What this task involves: Reproduce every one of the lines below word for word, in the same order.

Supplied information:

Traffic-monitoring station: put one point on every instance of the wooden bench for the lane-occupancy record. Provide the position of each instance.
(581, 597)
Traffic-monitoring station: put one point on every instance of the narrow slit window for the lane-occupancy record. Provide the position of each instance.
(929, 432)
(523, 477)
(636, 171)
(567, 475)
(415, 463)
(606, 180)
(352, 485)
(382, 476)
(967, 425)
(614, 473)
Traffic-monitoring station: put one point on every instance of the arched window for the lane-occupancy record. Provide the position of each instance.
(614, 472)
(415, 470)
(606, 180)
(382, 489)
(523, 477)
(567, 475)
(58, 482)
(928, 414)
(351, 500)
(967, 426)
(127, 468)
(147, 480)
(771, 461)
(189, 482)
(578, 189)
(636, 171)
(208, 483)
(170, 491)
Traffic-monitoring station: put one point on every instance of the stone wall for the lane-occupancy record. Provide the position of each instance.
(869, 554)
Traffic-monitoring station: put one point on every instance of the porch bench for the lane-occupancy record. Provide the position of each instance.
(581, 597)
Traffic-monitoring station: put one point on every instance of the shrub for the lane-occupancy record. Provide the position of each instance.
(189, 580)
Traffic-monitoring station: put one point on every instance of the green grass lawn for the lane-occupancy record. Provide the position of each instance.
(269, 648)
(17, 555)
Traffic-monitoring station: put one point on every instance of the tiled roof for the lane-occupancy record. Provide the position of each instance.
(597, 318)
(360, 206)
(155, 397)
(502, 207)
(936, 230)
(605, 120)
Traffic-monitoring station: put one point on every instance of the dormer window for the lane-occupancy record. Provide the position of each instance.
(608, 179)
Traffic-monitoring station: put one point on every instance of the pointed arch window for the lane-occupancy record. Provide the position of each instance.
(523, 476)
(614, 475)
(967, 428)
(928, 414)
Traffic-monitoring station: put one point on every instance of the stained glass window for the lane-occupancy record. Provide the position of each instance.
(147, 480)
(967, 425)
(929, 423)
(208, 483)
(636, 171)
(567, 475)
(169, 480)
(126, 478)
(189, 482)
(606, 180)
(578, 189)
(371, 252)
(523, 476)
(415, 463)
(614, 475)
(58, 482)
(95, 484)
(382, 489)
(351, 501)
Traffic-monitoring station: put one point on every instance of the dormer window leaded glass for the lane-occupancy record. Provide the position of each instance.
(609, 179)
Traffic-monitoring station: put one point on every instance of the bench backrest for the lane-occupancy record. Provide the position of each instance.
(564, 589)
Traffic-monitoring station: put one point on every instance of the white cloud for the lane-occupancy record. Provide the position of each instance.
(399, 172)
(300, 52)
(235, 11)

Final result:
Traffic-monitoring station: put one point on every instance of the wooden bench for the lane-occupancy record. Provide the position of each instance.
(581, 597)
Traffic-monitoring station: put one point on every instance of the narrow slit window for the lane-occupancy record. Provide the position of each instance.
(929, 432)
(523, 477)
(636, 171)
(567, 475)
(415, 463)
(606, 180)
(352, 485)
(382, 476)
(967, 425)
(614, 473)
Traffic-monitoring station: put one point on every instance of the arched window for the lane-occupancy record. Provide the position of each instance.
(614, 472)
(415, 470)
(606, 180)
(382, 489)
(523, 477)
(567, 475)
(58, 482)
(928, 414)
(351, 500)
(967, 426)
(127, 468)
(147, 480)
(771, 461)
(189, 482)
(578, 189)
(636, 171)
(208, 483)
(170, 491)
Traffic-monitoring station: put one point on every instance of the stone wall for the lane-occupancy record. Provide the position of each instance.
(869, 554)
Traffic-monitoring station: put one point on every instance of the porch bench for the lane-occupancy record. Provide the position of each instance.
(581, 597)
Traffic-monitoring station: put one point on every instance of the shrub for the lane-occupancy record. Provide the position of each instance.
(189, 580)
Traffic-monitoring station: put one point on every instance of the green grass lawn for the lane-occupancy record. Provide the position of each instance.
(269, 648)
(17, 555)
Traffic-monitoring station: put one point on every instance of the tiled roof for the lane-occupancy record. Provide the position of each instance.
(597, 318)
(360, 206)
(155, 397)
(502, 207)
(936, 230)
(605, 120)
Traffic-monitoring station: put one point on every instance of the dormer window for the lane-occupancy record. Provide the position of each instance.
(608, 179)
Traffic-monitoring station: put one point on every instance of the pointed arch window for the lane-occupancy record. Provide the position of each instance.
(523, 476)
(614, 475)
(967, 428)
(928, 414)
Traffic-monitoring station: put one point on every instance of the stained glass window for the lane-occupancy record. Provide the position of each instance.
(147, 480)
(967, 425)
(929, 423)
(208, 483)
(636, 171)
(567, 475)
(169, 480)
(126, 478)
(189, 482)
(606, 180)
(578, 189)
(371, 252)
(523, 476)
(415, 463)
(614, 475)
(58, 482)
(95, 484)
(382, 489)
(351, 501)
Traffic-monitoring station: put one point on every instance of the dormer window leaded glass for the lane-occupancy record. Provide the position of each instance.
(609, 179)
Traffic-monitoring station: put one point on every instance of the bench backrest for the lane-occupancy record. Provide the position of each instance.
(564, 589)
Traffic-monitoring station: put one point on every instance of the white cloud for the lane-occupancy record. Provide the position of each instance.
(399, 172)
(300, 52)
(235, 11)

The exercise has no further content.